# Work order
Determine the number of lines in the data below that contain the string "each", and respond with that number alone.

──────── Records shown

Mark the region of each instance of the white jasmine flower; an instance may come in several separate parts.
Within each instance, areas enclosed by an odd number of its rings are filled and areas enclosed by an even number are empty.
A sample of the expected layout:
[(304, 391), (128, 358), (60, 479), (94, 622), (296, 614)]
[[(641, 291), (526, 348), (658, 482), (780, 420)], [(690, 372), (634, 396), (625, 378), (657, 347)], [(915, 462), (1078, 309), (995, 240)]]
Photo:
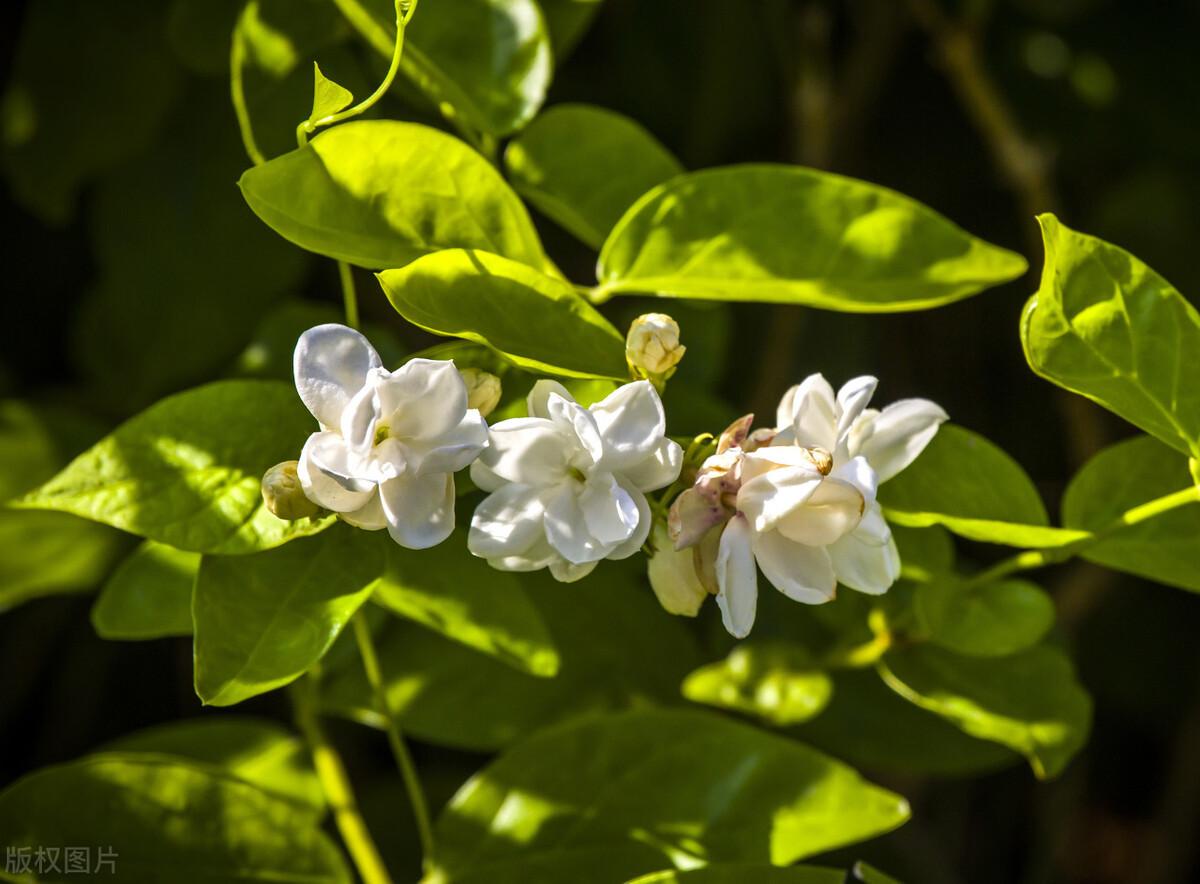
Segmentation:
[(467, 386), (467, 407), (474, 408), (483, 417), (495, 411), (504, 392), (500, 378), (482, 368), (463, 368), (458, 373)]
[(300, 336), (294, 367), (321, 425), (297, 468), (308, 498), (410, 549), (449, 537), (453, 473), (487, 443), (454, 363), (413, 359), (389, 372), (366, 338), (331, 323)]
[(629, 326), (625, 360), (635, 377), (666, 375), (687, 350), (679, 343), (679, 323), (665, 313), (644, 313)]
[(529, 417), (490, 428), (471, 465), (491, 492), (471, 520), (471, 552), (501, 570), (548, 567), (564, 582), (633, 555), (650, 531), (645, 492), (674, 482), (683, 461), (654, 387), (625, 384), (584, 408), (543, 380), (528, 407)]
[(658, 603), (669, 614), (695, 617), (708, 597), (708, 590), (696, 574), (695, 551), (675, 549), (661, 524), (655, 526), (652, 540), (654, 554), (646, 573)]
[(263, 503), (276, 518), (288, 522), (311, 518), (321, 512), (321, 508), (304, 493), (297, 474), (299, 466), (294, 460), (285, 460), (275, 464), (262, 477)]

────────────────

# Answer box
2